That eve we booked another uber *successful* to our hostel in Ubud. This cost us 100,000 IDR. The hostel was lovely ‘Dormy Inn’ but a little bit out of the way so we rented a scooter the whole time which was great for us as Danielle is a confident driver but if your not so keen maybe stay somewhere closer or ask about taxi hire. Our friends hired a car for 400,000 IDR (2 people) for the day to take them round to all the attractions they wanted to see.
In Ubud we went to the monkey forest, 40,000 IDR, which we really liked. It’s a nice little walk as well as just being to see the monkeys. I was really scared about being attacked but didn’t need to be; if you don’t provoke them or have any food they won’t come near you.
In the afternoon we went to the trawangan waterfall. It was a fantastic scenic drive to the waterfall passing through jungle, rice paddies, hidden streets and dodging all the dogs! This was the best bit of the trip as the waterfall itself wasn’t really anything too special (this may be us in spoilt traveller mode as we have seen so many stunning things now, hopefully not!). The water was pretty murky so we opted out of the swim and it was just so busy.

▸ **Dataset rows**:
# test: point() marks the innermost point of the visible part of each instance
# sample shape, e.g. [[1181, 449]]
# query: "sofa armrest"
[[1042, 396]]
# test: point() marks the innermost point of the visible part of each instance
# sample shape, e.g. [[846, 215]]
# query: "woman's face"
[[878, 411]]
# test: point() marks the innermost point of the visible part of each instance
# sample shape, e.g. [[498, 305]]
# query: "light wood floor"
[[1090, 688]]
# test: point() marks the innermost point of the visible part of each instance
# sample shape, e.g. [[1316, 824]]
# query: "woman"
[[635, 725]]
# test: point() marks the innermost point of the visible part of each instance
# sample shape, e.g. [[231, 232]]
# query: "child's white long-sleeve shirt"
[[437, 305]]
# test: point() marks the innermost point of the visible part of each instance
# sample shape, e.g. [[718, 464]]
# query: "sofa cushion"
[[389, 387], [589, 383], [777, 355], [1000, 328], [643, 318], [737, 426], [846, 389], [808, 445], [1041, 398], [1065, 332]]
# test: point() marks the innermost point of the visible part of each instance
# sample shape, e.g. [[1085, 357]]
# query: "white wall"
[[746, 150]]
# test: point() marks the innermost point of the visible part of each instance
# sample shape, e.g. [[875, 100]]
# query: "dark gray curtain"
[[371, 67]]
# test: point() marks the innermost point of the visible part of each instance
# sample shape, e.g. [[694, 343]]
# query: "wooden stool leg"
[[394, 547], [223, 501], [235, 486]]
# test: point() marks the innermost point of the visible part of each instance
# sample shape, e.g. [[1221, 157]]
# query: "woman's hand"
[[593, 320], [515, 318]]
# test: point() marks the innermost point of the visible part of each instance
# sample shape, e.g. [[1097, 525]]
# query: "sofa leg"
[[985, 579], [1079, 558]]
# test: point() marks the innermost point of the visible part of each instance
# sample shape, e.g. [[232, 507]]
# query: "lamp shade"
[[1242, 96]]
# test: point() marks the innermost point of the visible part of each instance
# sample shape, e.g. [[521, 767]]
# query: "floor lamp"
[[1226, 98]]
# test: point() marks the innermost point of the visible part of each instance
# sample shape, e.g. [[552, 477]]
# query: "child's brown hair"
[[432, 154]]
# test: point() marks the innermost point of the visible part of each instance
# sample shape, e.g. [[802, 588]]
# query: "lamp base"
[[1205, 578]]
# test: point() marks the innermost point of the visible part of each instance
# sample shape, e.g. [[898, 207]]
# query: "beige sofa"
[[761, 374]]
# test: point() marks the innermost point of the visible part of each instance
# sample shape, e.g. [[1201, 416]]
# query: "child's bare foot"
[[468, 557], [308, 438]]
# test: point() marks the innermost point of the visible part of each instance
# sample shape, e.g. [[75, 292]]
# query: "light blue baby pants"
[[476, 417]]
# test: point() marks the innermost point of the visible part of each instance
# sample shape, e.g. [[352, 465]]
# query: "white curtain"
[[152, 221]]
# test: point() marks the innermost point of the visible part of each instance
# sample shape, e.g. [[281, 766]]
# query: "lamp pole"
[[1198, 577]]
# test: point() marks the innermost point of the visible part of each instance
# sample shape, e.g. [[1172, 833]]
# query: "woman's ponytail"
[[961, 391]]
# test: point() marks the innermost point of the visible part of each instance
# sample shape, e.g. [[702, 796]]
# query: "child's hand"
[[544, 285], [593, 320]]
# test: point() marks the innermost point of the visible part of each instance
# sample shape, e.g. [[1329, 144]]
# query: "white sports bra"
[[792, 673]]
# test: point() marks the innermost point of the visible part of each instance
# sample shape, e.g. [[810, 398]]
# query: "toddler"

▸ **Task set**:
1. Shorten the paragraph of the Ubud travel account that begins "In Ubud we went to the monkey forest" to two sentences, keeping its main facts.
2. Carry on the Ubud travel account from its last sentence, in the same voice.

▸ **Responses**:
1. In Ubud we visited the monkey forest for 40,000 IDR and really liked it, both for the monkeys and as a nice short walk. I was afraid of being attacked, but the monkeys keep away if you don't provoke them or carry food.

2.
After this we drove in convoy (at the waterfall we had met up with Katie, Charlotte and Daryl) to a silversmith. This was very cool as we got to see the ladies making the jewellery and then went into the shop for the finished products. Obviously they tried to sell us stuff but they let us walk around and have a good look and let us leave with no problems even though no one had bought anything. We then drove onto a local market where there was lots of clothes/local food. Whatever you do in Indonesia make sure you barter for everything, even if you think you’re taking the piss with the price, your not and try it anyway.
Next day we got the hostel shuttle (60,000 IDR pp) back to Denpasar airport and flew to Lombok. We had heard the weather was really bad for the boats going across to the islands so thought we would try this instead. It was only a 30min flight but travelling took most of the day with the faffing and the journey from our accommodation on both sides.
Off to Lombok!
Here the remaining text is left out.